───── Texto mostrado ─────

En tiempos de división cuesta dar la razón al oponente. Vivimos en la era de tener una opinión fulminante, frontal y furiosa sobre cualquier cosa, de las nimias a las enormes, de la vestimenta de un presentador a las probabilidades de otra guerra mundial, del reguetón al racismo. Hay que formar un parecer sobre todo, cada día, enseguida. Adhesión o repulsión. Aún más insoportable, hacerla pública hasta donde puede cada cual.
La duda y la pausa, la tibieza, como métodos para acercarse a la obtención de un criterio personal han perdido el prestigio que tuvieran. Ahora son rasgos de flojos y memos, de blandos y torpes. El espíritu crítico está cogido por la pechera. Puritanos, exagerados, negacionistas y libertómanos lo han secuestrado. Si te preguntas por la actitud de los matones, si dices que no sabes, que no lo tienes muy claro, quedas fichado como un oponente.

───── Datos registrados ─────

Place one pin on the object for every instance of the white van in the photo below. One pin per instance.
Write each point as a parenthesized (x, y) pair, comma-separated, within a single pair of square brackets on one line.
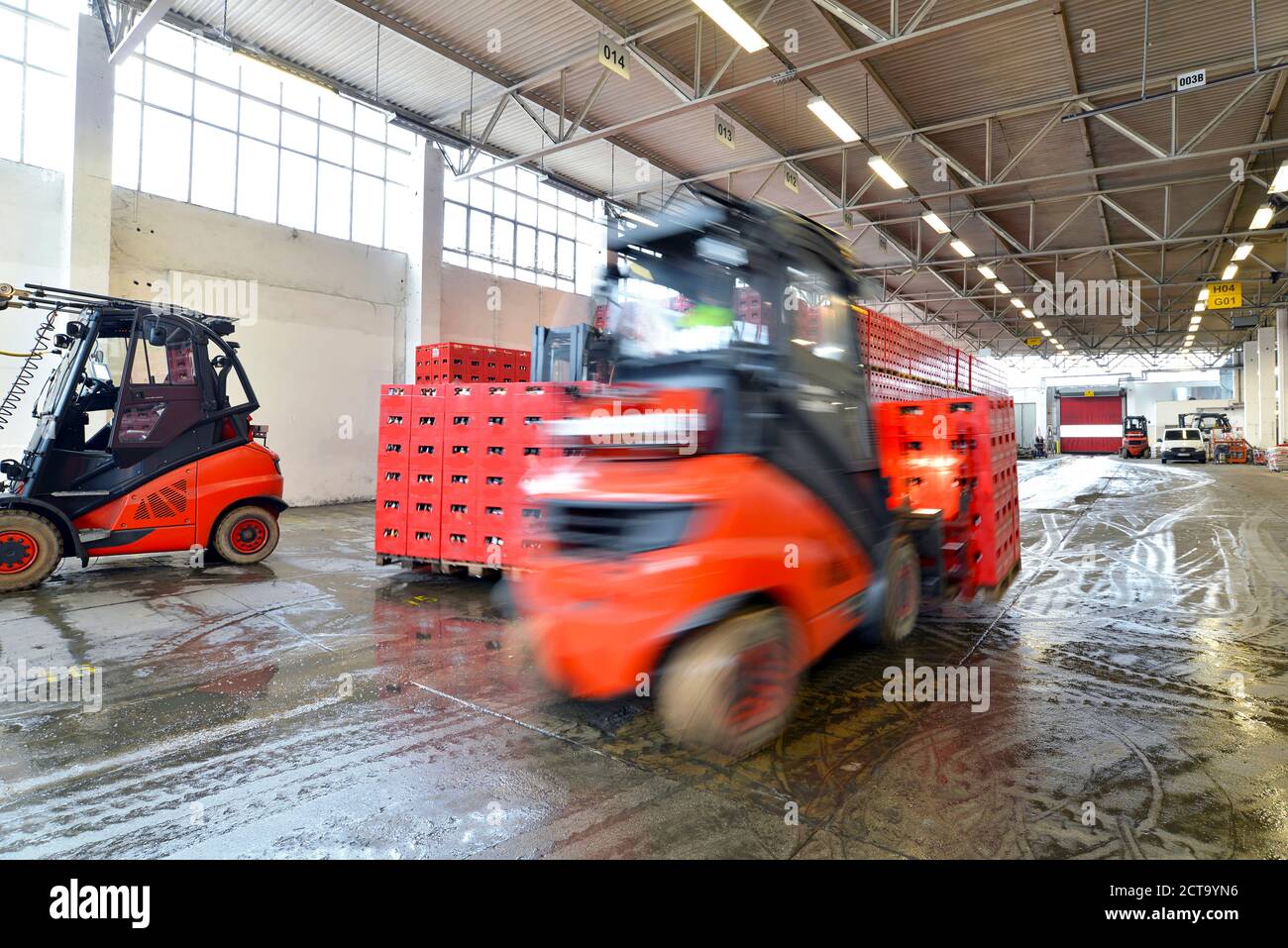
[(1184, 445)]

─────

--- Qué hacer ---
Responde estas preguntas sobre el texto mostrado:
(a) ¿Con qué tres adjetivos se describe la opinión que se tiene sobre cualquier cosa en nuestra era?
(b) ¿Qué métodos para llegar a un criterio personal han perdido su prestigio?
(c) ¿Quiénes han secuestrado el espíritu crítico?

--- Respuesta ---
(a) Fulminante, frontal y furiosa.
(b) La duda y la pausa, la tibieza.
(c) Puritanos, exagerados, negacionistas y libertómanos.